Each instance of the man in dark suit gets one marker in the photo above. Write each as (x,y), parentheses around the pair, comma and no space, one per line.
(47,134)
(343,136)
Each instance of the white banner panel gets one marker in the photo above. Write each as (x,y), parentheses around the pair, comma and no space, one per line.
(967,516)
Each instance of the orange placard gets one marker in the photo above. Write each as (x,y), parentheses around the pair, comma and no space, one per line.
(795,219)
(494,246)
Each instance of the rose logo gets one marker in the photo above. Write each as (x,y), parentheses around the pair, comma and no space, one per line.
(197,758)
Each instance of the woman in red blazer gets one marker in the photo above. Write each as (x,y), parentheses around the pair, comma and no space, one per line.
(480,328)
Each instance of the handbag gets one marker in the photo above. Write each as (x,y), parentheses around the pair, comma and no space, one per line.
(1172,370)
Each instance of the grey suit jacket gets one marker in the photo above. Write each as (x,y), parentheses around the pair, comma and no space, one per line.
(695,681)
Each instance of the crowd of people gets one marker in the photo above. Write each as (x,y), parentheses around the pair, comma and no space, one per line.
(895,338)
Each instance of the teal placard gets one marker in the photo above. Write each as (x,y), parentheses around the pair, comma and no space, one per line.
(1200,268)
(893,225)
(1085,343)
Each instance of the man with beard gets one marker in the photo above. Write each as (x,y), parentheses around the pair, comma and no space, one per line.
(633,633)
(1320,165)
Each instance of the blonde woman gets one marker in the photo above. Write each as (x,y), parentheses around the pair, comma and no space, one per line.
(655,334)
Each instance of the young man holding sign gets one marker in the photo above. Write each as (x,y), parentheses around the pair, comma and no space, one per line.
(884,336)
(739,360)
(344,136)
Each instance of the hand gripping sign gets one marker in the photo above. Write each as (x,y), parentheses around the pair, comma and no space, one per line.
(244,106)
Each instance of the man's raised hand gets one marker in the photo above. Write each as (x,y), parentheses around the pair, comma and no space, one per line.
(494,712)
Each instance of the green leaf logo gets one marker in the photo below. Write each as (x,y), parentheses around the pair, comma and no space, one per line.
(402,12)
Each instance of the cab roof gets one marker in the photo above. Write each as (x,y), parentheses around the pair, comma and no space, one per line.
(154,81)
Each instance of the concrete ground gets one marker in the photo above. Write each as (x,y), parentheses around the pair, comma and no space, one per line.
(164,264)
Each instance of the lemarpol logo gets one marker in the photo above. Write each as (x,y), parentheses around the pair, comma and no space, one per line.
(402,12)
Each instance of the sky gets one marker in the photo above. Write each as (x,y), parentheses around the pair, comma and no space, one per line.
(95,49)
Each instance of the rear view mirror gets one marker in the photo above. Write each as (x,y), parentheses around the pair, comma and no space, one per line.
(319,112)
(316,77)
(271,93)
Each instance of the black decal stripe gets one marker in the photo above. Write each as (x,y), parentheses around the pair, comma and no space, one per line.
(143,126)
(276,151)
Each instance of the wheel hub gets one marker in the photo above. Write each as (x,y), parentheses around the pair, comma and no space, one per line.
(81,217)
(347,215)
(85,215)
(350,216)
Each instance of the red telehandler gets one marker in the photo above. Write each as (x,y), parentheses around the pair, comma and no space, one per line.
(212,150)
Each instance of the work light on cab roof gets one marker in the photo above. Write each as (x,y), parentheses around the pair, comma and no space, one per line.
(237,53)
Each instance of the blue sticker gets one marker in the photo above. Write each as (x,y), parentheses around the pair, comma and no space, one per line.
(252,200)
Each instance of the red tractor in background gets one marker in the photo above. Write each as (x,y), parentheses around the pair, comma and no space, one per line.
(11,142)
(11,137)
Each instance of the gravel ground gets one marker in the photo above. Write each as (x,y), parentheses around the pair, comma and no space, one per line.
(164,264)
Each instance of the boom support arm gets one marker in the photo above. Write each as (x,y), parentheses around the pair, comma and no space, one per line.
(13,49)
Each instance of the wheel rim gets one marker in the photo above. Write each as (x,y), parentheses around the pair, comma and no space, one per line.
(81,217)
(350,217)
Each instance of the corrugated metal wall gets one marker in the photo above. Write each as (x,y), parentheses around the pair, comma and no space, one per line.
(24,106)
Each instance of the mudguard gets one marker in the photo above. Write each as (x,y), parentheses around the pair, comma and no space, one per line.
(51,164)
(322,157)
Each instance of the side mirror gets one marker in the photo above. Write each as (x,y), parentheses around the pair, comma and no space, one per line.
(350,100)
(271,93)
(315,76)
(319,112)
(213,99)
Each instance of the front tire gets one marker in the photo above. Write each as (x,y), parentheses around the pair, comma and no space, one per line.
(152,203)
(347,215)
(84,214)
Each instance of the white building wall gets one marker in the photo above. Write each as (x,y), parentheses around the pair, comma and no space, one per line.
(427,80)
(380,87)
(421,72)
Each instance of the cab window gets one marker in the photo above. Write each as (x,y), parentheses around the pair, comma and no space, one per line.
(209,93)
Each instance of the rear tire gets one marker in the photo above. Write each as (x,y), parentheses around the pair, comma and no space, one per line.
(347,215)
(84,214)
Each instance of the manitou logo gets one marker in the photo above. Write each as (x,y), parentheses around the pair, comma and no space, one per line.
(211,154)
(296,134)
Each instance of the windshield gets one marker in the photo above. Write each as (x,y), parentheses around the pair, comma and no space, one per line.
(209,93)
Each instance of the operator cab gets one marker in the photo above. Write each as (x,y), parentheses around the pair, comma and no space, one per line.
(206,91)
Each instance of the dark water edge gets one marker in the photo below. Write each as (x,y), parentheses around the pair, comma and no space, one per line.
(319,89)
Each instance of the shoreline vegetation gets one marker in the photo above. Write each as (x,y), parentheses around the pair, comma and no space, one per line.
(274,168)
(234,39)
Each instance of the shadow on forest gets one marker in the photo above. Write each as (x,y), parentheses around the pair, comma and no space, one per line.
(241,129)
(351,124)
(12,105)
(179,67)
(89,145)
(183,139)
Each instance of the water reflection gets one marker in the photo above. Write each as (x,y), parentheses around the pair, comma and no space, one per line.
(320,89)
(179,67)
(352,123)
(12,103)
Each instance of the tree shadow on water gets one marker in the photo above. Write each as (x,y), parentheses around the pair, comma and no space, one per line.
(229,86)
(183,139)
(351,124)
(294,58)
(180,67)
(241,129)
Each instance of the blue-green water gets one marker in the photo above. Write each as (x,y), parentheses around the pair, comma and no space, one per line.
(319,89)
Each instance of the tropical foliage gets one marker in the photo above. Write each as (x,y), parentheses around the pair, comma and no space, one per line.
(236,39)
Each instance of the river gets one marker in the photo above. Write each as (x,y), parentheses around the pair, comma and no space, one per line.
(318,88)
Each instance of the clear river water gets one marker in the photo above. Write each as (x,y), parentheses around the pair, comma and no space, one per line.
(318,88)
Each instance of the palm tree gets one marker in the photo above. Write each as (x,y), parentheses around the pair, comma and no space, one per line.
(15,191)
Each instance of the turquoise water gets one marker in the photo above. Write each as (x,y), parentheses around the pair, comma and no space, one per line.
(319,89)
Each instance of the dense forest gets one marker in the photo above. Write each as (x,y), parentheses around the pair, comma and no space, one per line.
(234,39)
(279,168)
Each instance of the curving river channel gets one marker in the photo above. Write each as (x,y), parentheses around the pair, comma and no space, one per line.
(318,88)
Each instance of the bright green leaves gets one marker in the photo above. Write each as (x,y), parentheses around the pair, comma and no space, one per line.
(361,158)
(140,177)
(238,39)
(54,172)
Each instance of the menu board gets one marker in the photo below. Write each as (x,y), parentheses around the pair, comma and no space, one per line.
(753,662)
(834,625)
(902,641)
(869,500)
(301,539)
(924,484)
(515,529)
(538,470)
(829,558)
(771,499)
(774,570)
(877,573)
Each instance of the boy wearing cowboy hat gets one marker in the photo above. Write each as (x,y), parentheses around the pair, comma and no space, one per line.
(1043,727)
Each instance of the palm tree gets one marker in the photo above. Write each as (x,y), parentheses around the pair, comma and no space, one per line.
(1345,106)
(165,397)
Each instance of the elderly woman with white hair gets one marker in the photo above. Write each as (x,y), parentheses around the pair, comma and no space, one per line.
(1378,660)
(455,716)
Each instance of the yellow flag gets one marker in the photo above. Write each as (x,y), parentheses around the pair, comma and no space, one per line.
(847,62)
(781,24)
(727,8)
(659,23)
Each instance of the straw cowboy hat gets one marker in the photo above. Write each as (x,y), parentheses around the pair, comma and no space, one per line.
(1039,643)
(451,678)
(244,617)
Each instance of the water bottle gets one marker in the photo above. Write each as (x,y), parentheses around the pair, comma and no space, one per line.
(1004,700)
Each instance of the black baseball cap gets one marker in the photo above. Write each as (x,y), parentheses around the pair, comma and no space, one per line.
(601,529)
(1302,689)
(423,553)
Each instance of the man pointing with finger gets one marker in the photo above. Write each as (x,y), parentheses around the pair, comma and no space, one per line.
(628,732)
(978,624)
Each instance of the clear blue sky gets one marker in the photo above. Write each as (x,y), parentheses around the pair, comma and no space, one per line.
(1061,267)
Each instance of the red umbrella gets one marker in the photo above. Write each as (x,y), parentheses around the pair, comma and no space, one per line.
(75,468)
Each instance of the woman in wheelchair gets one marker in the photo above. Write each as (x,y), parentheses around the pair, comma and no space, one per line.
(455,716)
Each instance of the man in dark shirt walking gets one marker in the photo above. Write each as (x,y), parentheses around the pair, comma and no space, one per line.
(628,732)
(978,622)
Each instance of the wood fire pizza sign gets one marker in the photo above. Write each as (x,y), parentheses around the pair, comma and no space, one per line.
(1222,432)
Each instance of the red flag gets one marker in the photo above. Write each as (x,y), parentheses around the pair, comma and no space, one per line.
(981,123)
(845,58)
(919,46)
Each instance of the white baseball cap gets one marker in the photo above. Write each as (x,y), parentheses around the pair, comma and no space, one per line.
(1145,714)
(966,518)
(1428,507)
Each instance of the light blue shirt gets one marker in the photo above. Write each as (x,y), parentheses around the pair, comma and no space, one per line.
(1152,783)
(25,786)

▸ **What the task asks**
Reproduce only those lines of the entries above that run from the line with "Each instance of the red umbrella" to the final line.

▸ **Final answer**
Each instance of the red umbrella gets one marker in the photo above. Write each as (x,y), parentheses around the pair, comma and no space, one per line.
(75,468)
Each instance of the woman in wheelchair gets one marker in the photo above. Write each as (x,y), parentheses around the pair, comma and no space, one per line.
(455,716)
Each instance of the man in dark shirt walking gets one marker in the photo above. Write each as (x,y), parentheses around the pair, comma and no space, one per line.
(628,732)
(978,622)
Each instance of the wood fire pizza sign gets one marker in the photo above. Write each as (x,y), parentheses around the pair, comma and no space, one per line.
(1222,432)
Each instance of the red flag gets one marker in the photo above. Write each as (x,y), parentheses around the pair, comma and no space, one per line.
(981,123)
(845,58)
(919,46)
Each instance of the white baseball cap gets one marker in the photo above. Write each as (x,y), parentheses around the pair, comma and no space, one per line.
(1145,714)
(966,518)
(1428,507)
Each instance of the light blue shirt gets one marker in the photo above. Write each as (x,y), parentheses around the pair, comma and no space, one per line.
(1152,783)
(25,786)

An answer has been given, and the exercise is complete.